SOURCE EXTRACT:
⟨

What Has Gone Wrong In Liverpool's Premier League Title Defence?
A remarkable 68-game unbeaten run in the league at Anfield came to an end in shock fashion as Burnley became the first visiting side to emerge victorious in nearly four years.
- Liverpool are suffering a hangover in their title defence
- Liverpool have gone five games without a Premier League win
- Their 68-game unbeaten run in the league at Anfield came to an end
After romping to a first league crown for 30 years last season, Liverpool are suffering a hangover in their title defence as Jurgen Klopp's men have gone five games without a Premier League win for the first time since 2017. A remarkable 68-game unbeaten run in the league at Anfield came to an end in shock fashion on Thursday as Burnley became the first visiting side to emerge victorious in nearly four years with a 1-0 win. Liverpool are still just six points off the top in fourth, but momentum is with the Manchester giants as United and City look set to do battle for the title.
Klopp, meanwhile, is already turning his attention just to ensuring Liverpool do not fail to qualify for next season's Champions League by dropping out the top four.
So how has a side that set club record points tallies in each of the past two seasons fallen so fast?
The loss of the talismanic Virgil van Dijk for the season to knee ligament damage in October would have been a big enough loss on its own to challenge Liverpool's title credentials.

⟩

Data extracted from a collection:

⟨

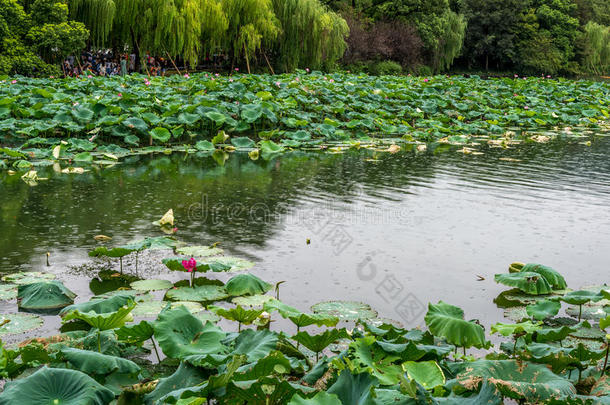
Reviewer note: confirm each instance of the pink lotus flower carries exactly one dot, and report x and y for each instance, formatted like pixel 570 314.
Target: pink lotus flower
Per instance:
pixel 190 265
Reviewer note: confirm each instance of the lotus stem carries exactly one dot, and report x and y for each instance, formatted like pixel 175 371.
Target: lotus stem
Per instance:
pixel 605 360
pixel 155 347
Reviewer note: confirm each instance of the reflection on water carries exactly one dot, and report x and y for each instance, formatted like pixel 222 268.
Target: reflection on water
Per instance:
pixel 395 231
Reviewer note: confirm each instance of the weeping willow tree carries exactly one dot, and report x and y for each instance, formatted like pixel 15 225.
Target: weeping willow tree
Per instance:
pixel 252 24
pixel 596 55
pixel 97 15
pixel 450 44
pixel 311 35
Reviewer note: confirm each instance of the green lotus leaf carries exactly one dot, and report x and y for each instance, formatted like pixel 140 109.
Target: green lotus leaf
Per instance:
pixel 276 391
pixel 516 297
pixel 234 263
pixel 559 358
pixel 18 323
pixel 160 134
pixel 82 114
pixel 426 373
pixel 188 118
pixel 151 285
pixel 251 112
pixel 83 157
pixel 255 344
pixel 319 342
pixel 205 146
pixel 90 362
pixel 601 387
pixel 103 251
pixel 543 309
pixel 367 356
pixel 201 293
pixel 556 280
pixel 237 314
pixel 101 314
pixel 185 376
pixel 136 123
pixel 588 311
pixel 216 116
pixel 242 142
pixel 246 284
pixel 198 251
pixel 8 291
pixel 354 388
pixel 252 300
pixel 321 398
pixel 135 334
pixel 56 386
pixel 210 264
pixel 548 334
pixel 345 310
pixel 301 320
pixel 44 296
pixel 285 310
pixel 160 242
pixel 447 321
pixel 528 282
pixel 517 380
pixel 508 329
pixel 181 334
pixel 102 305
pixel 270 147
pixel 581 297
pixel 28 277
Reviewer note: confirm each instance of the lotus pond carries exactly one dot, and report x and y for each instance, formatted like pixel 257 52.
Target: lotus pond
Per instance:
pixel 305 277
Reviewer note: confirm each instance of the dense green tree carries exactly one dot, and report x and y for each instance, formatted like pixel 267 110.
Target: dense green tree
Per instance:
pixel 43 32
pixel 596 42
pixel 491 35
pixel 311 35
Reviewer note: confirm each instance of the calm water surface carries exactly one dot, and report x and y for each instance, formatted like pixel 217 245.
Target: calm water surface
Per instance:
pixel 396 231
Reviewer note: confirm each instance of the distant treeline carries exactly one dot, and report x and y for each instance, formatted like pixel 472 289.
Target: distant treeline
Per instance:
pixel 567 37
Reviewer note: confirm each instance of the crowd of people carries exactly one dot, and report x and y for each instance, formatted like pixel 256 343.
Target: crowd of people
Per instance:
pixel 105 63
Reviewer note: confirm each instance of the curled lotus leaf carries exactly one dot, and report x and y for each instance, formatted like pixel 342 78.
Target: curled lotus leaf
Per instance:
pixel 533 383
pixel 18 323
pixel 345 310
pixel 28 277
pixel 44 295
pixel 528 282
pixel 56 386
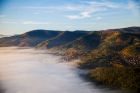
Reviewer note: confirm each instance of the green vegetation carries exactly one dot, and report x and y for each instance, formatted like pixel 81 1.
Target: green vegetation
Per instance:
pixel 125 78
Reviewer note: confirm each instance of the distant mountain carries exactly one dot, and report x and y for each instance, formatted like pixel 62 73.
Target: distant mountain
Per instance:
pixel 81 40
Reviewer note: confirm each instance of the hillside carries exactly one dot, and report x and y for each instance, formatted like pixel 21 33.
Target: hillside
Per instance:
pixel 112 56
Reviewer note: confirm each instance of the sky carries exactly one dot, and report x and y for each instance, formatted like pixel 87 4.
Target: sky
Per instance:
pixel 20 16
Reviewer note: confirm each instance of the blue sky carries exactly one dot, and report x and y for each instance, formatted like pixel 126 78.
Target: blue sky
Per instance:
pixel 19 16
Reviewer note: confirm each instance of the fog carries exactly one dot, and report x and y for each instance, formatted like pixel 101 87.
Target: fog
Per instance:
pixel 34 71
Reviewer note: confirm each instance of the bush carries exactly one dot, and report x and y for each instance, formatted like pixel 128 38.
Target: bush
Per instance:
pixel 124 78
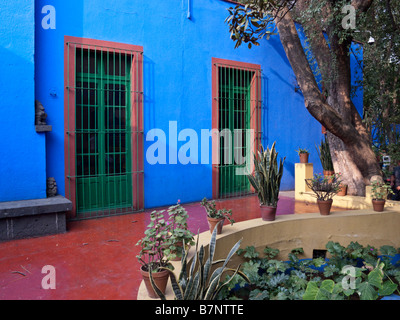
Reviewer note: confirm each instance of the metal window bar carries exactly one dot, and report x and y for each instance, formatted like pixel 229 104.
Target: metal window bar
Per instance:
pixel 104 174
pixel 239 107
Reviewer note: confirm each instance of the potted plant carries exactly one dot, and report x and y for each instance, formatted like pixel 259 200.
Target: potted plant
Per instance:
pixel 214 216
pixel 179 233
pixel 266 181
pixel 324 188
pixel 303 154
pixel 342 190
pixel 152 256
pixel 324 154
pixel 379 192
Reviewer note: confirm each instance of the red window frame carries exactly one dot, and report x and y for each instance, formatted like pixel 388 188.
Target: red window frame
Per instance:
pixel 70 45
pixel 255 109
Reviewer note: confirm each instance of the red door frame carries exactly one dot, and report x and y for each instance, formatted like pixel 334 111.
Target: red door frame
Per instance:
pixel 70 44
pixel 255 109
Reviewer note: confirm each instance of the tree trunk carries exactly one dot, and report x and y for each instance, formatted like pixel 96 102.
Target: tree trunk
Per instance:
pixel 351 146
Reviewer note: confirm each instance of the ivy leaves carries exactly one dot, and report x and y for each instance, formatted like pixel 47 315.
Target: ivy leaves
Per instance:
pixel 352 272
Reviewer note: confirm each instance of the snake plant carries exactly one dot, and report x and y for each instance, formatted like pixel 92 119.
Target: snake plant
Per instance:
pixel 324 154
pixel 267 175
pixel 198 282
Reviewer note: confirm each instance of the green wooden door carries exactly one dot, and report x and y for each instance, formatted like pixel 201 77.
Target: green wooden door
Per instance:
pixel 103 148
pixel 234 115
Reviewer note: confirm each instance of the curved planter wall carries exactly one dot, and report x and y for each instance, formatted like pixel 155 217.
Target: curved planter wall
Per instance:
pixel 309 231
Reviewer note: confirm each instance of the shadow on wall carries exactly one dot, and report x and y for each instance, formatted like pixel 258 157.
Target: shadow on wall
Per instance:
pixel 22 161
pixel 50 28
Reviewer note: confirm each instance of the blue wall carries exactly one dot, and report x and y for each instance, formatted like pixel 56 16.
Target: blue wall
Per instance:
pixel 22 158
pixel 177 82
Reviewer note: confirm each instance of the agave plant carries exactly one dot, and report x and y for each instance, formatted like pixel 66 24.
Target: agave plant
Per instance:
pixel 198 283
pixel 266 179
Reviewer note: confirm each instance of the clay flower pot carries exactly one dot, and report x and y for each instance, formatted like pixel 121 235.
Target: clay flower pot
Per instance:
pixel 160 279
pixel 378 204
pixel 304 157
pixel 324 206
pixel 267 213
pixel 212 222
pixel 178 252
pixel 343 190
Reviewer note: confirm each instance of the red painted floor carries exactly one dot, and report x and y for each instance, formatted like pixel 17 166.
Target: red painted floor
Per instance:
pixel 96 259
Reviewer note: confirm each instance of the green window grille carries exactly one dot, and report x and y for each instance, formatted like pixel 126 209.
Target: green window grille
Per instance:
pixel 238 113
pixel 106 179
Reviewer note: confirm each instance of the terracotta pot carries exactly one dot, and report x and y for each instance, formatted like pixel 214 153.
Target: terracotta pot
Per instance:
pixel 267 213
pixel 325 206
pixel 160 279
pixel 304 157
pixel 378 205
pixel 343 190
pixel 328 173
pixel 212 222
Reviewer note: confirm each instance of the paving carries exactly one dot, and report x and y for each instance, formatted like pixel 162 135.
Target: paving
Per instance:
pixel 96 259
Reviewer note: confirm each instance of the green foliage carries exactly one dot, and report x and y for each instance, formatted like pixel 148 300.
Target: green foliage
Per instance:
pixel 161 238
pixel 316 292
pixel 178 232
pixel 152 256
pixel 212 211
pixel 324 154
pixel 301 150
pixel 380 82
pixel 324 188
pixel 380 190
pixel 199 283
pixel 317 279
pixel 267 175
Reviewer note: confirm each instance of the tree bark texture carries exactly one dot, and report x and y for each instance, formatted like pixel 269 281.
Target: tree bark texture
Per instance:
pixel 349 139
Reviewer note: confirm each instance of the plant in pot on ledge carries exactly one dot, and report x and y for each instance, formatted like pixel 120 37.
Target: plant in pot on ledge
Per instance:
pixel 303 155
pixel 214 216
pixel 152 256
pixel 266 181
pixel 379 193
pixel 324 188
pixel 324 154
pixel 179 233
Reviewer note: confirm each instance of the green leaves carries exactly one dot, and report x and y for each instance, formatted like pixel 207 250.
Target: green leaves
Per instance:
pixel 200 283
pixel 295 279
pixel 266 179
pixel 251 23
pixel 316 292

⟩

ACTIVITY LIST:
1 – Transcribe the article on Liverpool's title defense from "- Liverpool are" down to "for the title.".
2 – In the article on Liverpool's title defense, which visiting side ended Liverpool's 68-game unbeaten league run at Anfield, and by what score?

RESULTS BY TASK:
1 –
- Liverpool are suffering a hangover in their title defence
- Liverpool have gone five games without a Premier League win
- Their 68-game unbeaten run in the league at Anfield came to an end
After romping to a first league crown for 30 years last season, Liverpool are suffering a hangover in their title defence as Jurgen Klopp's men have gone five games without a Premier League win for the first time since 2017. A remarkable 68-game unbeaten run in the league at Anfield came to an end in shock fashion on Thursday as Burnley became the first visiting side to emerge victorious in nearly four years with a 1-0 win. Liverpool are still just six points off the top in fourth, but momentum is with the Manchester giants as United and City look set to do battle for the title.

2 – Burnley, with a 1-0 win.